● SELECTED PASSAGE
--- START ---

Binge Drinking Epidemic

Claudia Mcintosh

Claudia Mcintosh

Maybe Scott Krueger of Orchard Park, N.Y., just wanted to fit in. Maybe he was already one of the most popular guys on the MIT campus in Massachusetts. In any case, what he was or could have been is irrelevant because he isn’t alive today.

On Friday, Sept. 26, 1997, Scott Krueger and the other fraternity pledges lined up against the wall and watched as their “big brothers” came into the room, laden with alcohol. Each pledge had already drank beer and Jack Daniels whiskey.

Scott’s big brother presented him with a bottle of Bacardi spiced rum and watched him drink it down. Soon after, Scott began to complain of nausea. His fraternity brothers carried him to his new room in the house. About 10 minutes later, Scott lost consciousness.

By the time the paramedics arrived, Scott was blue from having choked on his own vomit. He was immediately rushed to Beth Israel Deaconess Hospital in Boston. There, he stayed in a coma for more than forty hours until he was pronounced dead on Monday, Sept. 29.

One night of heavy drinking took Scott’s life and changed others’ lives forever. Just because we don’t hear about alcohol poisoning very often, doesn’t mean that it never happens or that it is less tragic when it steals someone’s life.

Alcohol poisoning is often the result of binge drinking. Binge drinking is defined as having more than five drinks in a row for men or having more than four drinks in a row for women. According to a Harvard survey, 44 percent of U.S. college students binge drink on a regular basis.

Josh Nelson, a 19-year-old freshman wildlife and fisheries science major from Yankton, points out that binge drinking also happened frequently in his high school.

“To tell you the truth, I think binge drinking happens more in high school (than in college) because people who got DUIs and MICs in high school were the most popular kids in school,” he says. “Here, nobody cares.”

Chris Vaughn, a 19-year-old freshman nursing major from Dallas, Texas, disagrees.

“Binge drinking probably happens more in college because people go to parties and drink to help them meet new people,” he says. “They think that drinking helps them fit in and seem cool.”

--- END ---

● INFORMATION SUPPLIED
--- START ---

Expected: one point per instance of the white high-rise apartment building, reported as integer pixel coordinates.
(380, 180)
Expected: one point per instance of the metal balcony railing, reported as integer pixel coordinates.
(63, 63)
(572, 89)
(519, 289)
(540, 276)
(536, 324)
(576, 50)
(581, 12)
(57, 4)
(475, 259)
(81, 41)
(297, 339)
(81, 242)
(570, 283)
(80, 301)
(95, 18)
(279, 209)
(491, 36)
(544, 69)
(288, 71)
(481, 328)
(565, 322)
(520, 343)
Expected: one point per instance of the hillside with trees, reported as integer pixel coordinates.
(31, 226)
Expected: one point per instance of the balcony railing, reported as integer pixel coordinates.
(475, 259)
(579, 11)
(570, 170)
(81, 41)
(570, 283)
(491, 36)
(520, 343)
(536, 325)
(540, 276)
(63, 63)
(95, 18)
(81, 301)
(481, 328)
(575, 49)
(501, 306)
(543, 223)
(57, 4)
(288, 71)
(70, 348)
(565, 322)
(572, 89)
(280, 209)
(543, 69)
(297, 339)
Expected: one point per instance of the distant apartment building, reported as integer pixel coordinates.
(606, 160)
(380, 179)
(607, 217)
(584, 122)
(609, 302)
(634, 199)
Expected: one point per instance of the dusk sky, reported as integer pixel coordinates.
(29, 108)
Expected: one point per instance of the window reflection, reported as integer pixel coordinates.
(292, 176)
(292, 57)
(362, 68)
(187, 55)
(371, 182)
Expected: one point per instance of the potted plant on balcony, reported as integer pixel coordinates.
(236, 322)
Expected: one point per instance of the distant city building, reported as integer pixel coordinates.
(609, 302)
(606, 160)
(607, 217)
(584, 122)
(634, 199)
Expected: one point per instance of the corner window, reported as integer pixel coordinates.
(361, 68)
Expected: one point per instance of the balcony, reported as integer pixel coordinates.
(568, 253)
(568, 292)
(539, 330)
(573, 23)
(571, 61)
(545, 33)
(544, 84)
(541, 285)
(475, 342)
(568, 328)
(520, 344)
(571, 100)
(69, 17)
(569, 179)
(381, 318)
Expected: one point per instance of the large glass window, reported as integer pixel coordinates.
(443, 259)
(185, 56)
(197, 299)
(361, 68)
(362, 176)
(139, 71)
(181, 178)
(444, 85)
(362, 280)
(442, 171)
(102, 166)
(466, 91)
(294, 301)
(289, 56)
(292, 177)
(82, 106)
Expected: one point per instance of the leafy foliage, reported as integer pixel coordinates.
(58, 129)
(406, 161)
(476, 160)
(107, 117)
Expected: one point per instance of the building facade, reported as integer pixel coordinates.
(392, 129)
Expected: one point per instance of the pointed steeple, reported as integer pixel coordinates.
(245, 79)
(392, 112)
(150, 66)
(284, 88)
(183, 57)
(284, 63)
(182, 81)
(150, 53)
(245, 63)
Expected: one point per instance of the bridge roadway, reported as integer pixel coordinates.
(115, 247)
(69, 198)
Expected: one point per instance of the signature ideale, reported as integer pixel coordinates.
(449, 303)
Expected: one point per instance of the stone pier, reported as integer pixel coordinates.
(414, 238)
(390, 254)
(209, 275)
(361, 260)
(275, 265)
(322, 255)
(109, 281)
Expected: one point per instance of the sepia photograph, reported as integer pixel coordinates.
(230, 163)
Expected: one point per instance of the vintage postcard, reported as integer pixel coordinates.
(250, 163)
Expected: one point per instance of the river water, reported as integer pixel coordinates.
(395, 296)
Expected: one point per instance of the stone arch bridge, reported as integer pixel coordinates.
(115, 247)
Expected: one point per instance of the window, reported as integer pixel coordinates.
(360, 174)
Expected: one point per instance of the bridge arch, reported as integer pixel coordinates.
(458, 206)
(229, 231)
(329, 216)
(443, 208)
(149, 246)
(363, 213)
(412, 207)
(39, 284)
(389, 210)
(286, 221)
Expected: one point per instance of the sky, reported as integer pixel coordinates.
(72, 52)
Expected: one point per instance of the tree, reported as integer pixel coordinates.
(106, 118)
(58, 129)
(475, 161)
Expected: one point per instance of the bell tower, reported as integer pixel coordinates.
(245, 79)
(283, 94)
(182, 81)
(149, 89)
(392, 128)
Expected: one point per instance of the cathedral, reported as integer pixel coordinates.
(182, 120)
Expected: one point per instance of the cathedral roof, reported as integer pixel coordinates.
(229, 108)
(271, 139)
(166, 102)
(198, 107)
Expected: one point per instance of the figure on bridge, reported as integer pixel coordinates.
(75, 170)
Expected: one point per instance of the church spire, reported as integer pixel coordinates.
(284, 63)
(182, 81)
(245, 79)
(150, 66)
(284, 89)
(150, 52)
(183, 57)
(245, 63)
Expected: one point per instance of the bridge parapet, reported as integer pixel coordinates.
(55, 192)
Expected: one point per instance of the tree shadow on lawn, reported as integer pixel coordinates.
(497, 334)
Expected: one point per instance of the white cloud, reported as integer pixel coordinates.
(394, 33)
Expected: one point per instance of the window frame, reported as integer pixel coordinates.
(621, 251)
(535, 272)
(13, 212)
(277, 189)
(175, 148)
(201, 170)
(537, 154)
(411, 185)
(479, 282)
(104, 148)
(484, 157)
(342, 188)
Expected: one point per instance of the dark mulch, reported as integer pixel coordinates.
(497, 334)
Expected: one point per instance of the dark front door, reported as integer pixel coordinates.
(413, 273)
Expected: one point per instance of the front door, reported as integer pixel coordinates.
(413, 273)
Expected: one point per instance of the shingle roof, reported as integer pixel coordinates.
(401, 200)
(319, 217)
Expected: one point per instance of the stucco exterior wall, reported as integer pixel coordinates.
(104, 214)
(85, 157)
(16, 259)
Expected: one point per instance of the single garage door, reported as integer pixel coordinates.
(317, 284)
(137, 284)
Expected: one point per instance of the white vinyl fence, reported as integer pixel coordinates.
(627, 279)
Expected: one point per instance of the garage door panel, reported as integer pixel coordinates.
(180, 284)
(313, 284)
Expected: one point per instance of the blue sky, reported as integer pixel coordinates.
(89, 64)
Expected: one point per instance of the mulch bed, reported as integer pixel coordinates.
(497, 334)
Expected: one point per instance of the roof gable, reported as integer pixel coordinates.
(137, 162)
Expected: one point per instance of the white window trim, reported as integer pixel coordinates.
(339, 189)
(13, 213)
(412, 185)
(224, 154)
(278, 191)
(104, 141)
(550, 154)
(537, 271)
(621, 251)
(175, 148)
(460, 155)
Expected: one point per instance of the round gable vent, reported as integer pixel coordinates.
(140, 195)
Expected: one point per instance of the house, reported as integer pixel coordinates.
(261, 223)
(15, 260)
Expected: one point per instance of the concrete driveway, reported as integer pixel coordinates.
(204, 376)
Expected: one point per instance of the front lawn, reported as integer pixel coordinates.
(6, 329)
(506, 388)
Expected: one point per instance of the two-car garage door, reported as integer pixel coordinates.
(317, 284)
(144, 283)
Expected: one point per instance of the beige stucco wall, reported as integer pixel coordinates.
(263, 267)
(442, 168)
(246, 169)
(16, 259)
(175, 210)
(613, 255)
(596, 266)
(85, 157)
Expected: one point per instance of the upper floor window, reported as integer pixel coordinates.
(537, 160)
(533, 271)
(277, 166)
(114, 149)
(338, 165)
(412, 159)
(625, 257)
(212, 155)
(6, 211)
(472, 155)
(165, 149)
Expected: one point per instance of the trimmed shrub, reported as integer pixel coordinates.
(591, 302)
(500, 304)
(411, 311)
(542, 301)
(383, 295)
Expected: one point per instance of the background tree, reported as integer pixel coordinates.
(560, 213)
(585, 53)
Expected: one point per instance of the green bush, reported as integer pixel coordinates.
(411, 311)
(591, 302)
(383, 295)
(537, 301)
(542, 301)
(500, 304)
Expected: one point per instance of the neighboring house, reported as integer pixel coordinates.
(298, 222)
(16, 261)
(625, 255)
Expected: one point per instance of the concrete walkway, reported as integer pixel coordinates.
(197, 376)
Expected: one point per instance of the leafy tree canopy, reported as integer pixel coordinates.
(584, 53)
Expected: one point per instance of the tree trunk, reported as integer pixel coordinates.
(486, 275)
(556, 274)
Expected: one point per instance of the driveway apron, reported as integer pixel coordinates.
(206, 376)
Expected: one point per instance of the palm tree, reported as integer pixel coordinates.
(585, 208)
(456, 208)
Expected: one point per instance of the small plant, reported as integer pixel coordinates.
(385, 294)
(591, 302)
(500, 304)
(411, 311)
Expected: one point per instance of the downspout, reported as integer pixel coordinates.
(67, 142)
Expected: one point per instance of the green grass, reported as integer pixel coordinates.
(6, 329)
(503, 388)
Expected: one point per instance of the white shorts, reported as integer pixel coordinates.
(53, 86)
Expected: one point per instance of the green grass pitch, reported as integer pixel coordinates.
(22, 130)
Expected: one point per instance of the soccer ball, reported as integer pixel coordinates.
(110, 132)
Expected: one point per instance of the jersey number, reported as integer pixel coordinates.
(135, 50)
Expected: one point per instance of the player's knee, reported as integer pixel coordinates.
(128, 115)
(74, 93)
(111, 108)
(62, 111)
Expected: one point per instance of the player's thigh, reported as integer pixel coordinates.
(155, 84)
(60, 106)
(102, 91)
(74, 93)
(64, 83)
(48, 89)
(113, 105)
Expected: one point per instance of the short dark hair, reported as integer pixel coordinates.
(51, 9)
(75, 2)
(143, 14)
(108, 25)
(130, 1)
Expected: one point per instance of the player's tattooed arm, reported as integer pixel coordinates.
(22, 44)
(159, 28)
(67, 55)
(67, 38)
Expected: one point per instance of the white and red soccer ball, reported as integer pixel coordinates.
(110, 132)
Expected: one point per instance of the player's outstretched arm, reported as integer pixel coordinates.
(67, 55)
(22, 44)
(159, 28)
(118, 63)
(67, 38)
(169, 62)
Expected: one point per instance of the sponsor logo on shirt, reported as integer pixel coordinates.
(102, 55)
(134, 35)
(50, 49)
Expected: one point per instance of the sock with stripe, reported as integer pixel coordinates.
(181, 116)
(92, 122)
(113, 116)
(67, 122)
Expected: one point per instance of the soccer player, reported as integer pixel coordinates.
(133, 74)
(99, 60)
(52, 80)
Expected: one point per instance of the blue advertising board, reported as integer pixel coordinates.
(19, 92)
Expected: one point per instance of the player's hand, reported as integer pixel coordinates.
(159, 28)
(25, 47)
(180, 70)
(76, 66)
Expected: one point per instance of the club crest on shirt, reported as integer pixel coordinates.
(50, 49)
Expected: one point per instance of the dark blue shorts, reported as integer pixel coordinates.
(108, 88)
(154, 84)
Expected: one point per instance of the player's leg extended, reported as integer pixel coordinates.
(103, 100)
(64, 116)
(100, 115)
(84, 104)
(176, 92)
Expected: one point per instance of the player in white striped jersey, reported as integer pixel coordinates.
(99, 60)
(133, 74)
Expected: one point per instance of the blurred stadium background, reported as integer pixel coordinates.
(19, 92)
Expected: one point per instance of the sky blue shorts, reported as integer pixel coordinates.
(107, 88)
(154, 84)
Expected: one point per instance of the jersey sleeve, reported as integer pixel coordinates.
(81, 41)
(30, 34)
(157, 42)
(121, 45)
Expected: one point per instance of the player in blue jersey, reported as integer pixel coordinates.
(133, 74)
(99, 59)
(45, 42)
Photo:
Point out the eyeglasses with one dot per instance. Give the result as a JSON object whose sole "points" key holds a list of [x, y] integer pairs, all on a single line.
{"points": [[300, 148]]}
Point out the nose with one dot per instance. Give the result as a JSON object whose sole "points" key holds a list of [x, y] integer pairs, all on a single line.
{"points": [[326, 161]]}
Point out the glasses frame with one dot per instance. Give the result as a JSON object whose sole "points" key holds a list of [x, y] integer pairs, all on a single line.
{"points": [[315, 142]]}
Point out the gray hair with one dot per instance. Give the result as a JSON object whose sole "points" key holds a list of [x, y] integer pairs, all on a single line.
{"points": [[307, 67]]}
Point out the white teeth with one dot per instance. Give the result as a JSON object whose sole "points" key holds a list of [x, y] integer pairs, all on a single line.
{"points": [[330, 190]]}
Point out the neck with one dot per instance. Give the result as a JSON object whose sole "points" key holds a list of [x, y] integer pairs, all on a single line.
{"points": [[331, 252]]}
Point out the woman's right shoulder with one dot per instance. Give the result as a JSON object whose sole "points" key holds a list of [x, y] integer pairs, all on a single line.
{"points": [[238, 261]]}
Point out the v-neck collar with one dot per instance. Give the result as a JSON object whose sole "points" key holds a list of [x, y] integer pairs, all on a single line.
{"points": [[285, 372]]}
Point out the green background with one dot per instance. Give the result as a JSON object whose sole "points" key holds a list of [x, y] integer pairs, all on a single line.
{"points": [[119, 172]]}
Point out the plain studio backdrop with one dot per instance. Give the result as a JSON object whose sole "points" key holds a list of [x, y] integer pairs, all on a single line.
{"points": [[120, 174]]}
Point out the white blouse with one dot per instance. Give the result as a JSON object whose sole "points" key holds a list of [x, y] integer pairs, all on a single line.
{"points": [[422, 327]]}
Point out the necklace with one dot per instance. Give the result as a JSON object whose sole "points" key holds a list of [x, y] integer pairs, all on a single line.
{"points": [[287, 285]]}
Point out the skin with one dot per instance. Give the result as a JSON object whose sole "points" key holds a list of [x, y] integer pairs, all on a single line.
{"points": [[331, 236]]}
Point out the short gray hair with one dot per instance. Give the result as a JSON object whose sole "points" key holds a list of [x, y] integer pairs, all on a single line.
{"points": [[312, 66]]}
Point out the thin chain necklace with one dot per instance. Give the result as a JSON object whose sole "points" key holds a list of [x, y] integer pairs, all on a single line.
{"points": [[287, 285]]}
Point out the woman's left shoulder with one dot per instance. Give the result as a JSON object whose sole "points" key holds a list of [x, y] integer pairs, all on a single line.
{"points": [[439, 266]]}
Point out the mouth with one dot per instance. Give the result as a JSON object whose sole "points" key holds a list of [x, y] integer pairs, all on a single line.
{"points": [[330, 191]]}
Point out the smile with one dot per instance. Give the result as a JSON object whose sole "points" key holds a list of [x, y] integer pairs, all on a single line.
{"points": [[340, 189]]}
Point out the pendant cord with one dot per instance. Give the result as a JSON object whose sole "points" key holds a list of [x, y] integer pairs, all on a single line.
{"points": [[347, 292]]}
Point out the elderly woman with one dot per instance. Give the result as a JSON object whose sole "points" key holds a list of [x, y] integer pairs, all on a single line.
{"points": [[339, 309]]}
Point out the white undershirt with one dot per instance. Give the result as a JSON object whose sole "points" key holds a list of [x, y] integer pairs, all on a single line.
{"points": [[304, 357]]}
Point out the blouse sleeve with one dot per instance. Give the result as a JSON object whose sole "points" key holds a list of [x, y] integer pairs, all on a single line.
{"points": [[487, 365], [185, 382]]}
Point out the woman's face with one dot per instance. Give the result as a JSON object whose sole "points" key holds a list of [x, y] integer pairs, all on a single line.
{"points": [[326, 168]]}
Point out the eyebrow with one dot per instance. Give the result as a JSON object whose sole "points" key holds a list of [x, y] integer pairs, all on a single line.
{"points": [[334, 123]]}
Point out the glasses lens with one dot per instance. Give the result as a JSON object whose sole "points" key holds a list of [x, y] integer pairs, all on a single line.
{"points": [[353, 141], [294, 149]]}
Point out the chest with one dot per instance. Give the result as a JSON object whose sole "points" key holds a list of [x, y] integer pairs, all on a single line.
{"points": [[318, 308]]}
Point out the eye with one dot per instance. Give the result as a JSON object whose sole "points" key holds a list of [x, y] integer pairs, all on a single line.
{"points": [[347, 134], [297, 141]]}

--- END ---

● SET OF TASKS
[1] Answer these questions about the binge drinking article:
(a) To which hospital was Scott Krueger rushed?
(b) What percentage of U.S. college students binge drink on a regular basis, according to a Harvard survey?
(c) What is Chris Vaughn's major?
[2] Rewrite the section of the binge drinking article starting with "Maybe Scott Krueger" and going on through "Scott lost consciousness.", renaming "Bacardi spiced rum" as "vodka".
[3] Carry the binge drinking article forward past its last paragraph.
The lines above come from a different source than the article on binge drinking.

● ACTIVITY ANSWERS
[1]
(a) Beth Israel Deaconess Hospital in Boston
(b) 44 percent
(c) Nursing

[2]
Maybe Scott Krueger of Orchard Park, N.Y., just wanted to fit in. Maybe he was already one of the most popular guys on the MIT campus in Massachusetts. In any case, what he was or could have been is irrelevant because he isn’t alive today.

On Friday, Sept. 26, 1997, Scott Krueger and the other fraternity pledges lined up against the wall and watched as their “big brothers” came into the room, laden with alcohol. Each pledge had already drank beer and Jack Daniels whiskey.

Scott’s big brother presented him with a bottle of vodka and watched him drink it down. Soon after, Scott began to complain of nausea. His fraternity brothers carried him to his new room in the house. About 10 minutes later, Scott lost consciousness.

[3]
Either way, binge drinking is a potentially serious epidemic. Across the nation, college presidents rank the effects of binge drinking as their number one campus health concern.

People are starting to binge drink at younger ages. According to the Harvard study, if people are binge drinkers when they are in high school, they are three times more likely to be binge drinkers in college. But sometimes people who didn’t even drink in high school become binge drinkers.

“The people who didn’t drink in high school sometimes come to college and drink a lot to fit in with a new crowd,” says Hank Wonnenberg, a 20-year-old ag business junior from Gregory.

People have many different motivations for drinking too much. However, the majority of people have one thing in common-they don’t know how to help someone who gets alcohol poisoning. Of the people interviewed by the Juice, only one knew specifically what to do for a person suffering from alcohol poisoning.

Recognize the symptoms. These include vomiting while passed out, clammy pale skin, slow or irregular breathing (less than eight times per minute or with ten seconds or more between breaths), and drifting in and out of consciousness.

If you see someone suffering from alcohol poisoning, you should immediately call for help, but do not leave the person alone. While you wait for help to arrive, turn the victim on his or her side to reduce the risk of choking. If the victim is able to drink, give him water. Never let someone who has alcohol poisoning “sleep it off.” He or she could go into a coma, or even die.